STATED GOAL A
In the page on large SAS data sets, rewrite the paragraph beginning "Linstat and Slurm are capable" as a short list, keeping its main facts.
STATED GOAL B
Transcribe the part of the page on large SAS data sets that opens with the words containing "Using Large SAS" and closes with "(any other library)".
-- start of TEXT TO READ --
Using Large SAS Data Sets with Linstat/Slurm
Linstat and Slurm are capable of running the vast majority of SAS jobs without any difficulties. However, if you run SAS scripts that use extremely large data sets (> 10 GB or so) or do a lot of reading and writing of data sets, you need to understand where SAS stores your data sets and where to run your programs so that they get the resources they need.
Where you store a data set determines:
- whether a SAS data set is temporary (WORK) or permanent (any other library)
- how much space is available for storage
- how quickly SAS can process the data
If finding enough room for your SAS data is more urgent than processing speed, you can also work with compressed SAS data
See also SAS Programming Efficiencies for suggestions on how to reduce the size of your data sets.
Where SAS Stores Files
On Linstat (and Slurm), SAS can put files in four types of storage:
- /ramdisk (WORK)
- /tmp
- network drives - /home, /project, or /researchdrive
- SASfiles
The SSCC plans to eliminate /ramdisk in favor of /tmp in January 2025
/ramdisk
Linstat allows programs to use up to 32GB of computer memory (RAM) as if it were disk space in a directory called /ramdisk
. This space is much faster than real disk space. SAS on Linstat is configured to use /ramdisk
as its default WORK library, where all temporary data sets are stored. Files in /ramdisk
that are not in use will be deleted after three hours.
/ramdisk
is shared with other users on the same server. To see how much space is currently available, use the df
command at a Linstat command line.
linstat> df -h /tmp
The result will typically look like:
Filesystem Size Used Avail Use% Mounted on
tmpfs 32G 0 32G 0% /ramdisk
/tmp
The /tmp
directory is a directory on each server’s local hard drive. On our current Linstat servers, this provides about the same access speed as /ramdisk
! Each Linstat has about 300GB of space in /tmp
. Like /ramdisk
, this is shared space. To see how much is actually available on the server you are using, use the df
command at a Linstat command line.
linstat> df -h /tmp
The result will typically look like:
Filesystem Size Used Avail Use% Mounted on
/dev/mapper/almalinux-_tmp 313G 41G 273G 13% /tmp
Use /tmp in addition to WORK
If you are running out of space using WORK, you can define a SAS library that accesses /tmp
. Either define a “permanent” (in SAS terms) library and use it instead of WORK, or redirect the WORK library itself.
-- end of TEXT TO READ --
-- start of ENTRIES --
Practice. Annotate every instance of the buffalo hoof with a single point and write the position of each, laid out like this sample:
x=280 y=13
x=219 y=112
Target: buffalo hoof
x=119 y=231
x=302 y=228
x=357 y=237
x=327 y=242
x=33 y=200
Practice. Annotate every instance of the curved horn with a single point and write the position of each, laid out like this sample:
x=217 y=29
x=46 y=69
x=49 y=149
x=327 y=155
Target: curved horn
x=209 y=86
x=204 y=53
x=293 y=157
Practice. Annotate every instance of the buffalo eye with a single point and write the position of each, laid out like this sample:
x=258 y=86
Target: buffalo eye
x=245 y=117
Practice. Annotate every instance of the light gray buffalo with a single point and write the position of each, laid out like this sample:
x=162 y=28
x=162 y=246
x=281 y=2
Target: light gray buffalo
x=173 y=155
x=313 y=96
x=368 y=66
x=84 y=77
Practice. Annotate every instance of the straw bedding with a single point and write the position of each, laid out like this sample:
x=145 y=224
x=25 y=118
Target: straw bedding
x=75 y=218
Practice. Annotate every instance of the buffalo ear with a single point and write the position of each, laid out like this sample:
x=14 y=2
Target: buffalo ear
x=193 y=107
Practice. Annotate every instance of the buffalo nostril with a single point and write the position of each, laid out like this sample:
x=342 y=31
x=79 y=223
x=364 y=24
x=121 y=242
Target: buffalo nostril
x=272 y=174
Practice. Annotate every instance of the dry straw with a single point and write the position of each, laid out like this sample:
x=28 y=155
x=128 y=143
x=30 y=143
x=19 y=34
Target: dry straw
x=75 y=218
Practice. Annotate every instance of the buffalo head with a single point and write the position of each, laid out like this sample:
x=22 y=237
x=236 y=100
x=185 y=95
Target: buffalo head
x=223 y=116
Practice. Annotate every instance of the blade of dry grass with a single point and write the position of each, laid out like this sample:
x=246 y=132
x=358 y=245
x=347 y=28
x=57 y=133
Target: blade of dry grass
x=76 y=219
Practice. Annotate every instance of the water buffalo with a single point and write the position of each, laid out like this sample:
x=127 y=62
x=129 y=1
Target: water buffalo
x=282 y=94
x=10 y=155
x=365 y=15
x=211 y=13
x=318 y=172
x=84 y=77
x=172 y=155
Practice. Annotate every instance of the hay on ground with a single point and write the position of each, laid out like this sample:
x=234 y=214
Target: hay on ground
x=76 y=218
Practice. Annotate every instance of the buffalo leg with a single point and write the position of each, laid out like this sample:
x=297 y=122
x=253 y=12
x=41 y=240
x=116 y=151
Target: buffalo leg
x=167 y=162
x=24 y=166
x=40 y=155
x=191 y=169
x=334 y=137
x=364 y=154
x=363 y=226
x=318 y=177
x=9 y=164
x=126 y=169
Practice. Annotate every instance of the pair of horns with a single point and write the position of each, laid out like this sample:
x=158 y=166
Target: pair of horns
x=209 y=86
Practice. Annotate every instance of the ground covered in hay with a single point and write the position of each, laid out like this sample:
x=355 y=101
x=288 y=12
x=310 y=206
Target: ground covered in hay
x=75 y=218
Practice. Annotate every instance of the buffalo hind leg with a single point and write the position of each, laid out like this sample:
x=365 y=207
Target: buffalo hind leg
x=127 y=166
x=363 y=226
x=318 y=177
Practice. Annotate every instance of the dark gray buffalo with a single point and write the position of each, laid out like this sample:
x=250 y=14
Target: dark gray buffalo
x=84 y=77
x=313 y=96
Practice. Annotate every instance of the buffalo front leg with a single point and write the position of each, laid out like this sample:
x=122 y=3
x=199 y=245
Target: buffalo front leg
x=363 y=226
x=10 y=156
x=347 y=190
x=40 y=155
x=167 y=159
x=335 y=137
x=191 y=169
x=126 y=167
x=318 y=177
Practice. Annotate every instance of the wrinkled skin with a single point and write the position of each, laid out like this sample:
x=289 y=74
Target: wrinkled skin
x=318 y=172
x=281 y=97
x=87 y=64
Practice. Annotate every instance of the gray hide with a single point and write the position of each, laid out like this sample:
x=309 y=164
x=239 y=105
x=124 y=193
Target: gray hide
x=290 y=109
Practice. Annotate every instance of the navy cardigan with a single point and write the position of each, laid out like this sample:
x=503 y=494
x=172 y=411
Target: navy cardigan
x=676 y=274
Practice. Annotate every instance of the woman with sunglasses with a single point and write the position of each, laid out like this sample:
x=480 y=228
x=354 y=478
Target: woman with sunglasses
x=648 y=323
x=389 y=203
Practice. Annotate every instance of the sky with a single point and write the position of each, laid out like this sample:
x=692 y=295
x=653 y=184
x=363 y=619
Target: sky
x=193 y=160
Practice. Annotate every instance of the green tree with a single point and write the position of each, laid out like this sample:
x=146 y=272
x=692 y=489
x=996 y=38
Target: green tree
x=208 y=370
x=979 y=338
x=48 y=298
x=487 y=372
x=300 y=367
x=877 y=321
-- end of ENTRIES --
COMPLETE OUTPUT A
- Linstat and Slurm can run nearly all SAS jobs without trouble.
- SAS scripts that use very large data sets (over about 10 GB) or do a lot of reading and writing of data sets need extra care.
- For those, you need to know where SAS stores your data sets and where to run your programs so they get the resources they need.

COMPLETE OUTPUT B
Using Large SAS Data Sets with Linstat/Slurm
Linstat and Slurm are capable of running the vast majority of SAS jobs without any difficulties. However, if you run SAS scripts that use extremely large data sets (> 10 GB or so) or do a lot of reading and writing of data sets, you need to understand where SAS stores your data sets and where to run your programs so that they get the resources they need.
Where you store a data set determines:
- whether a SAS data set is temporary (WORK) or permanent (any other library)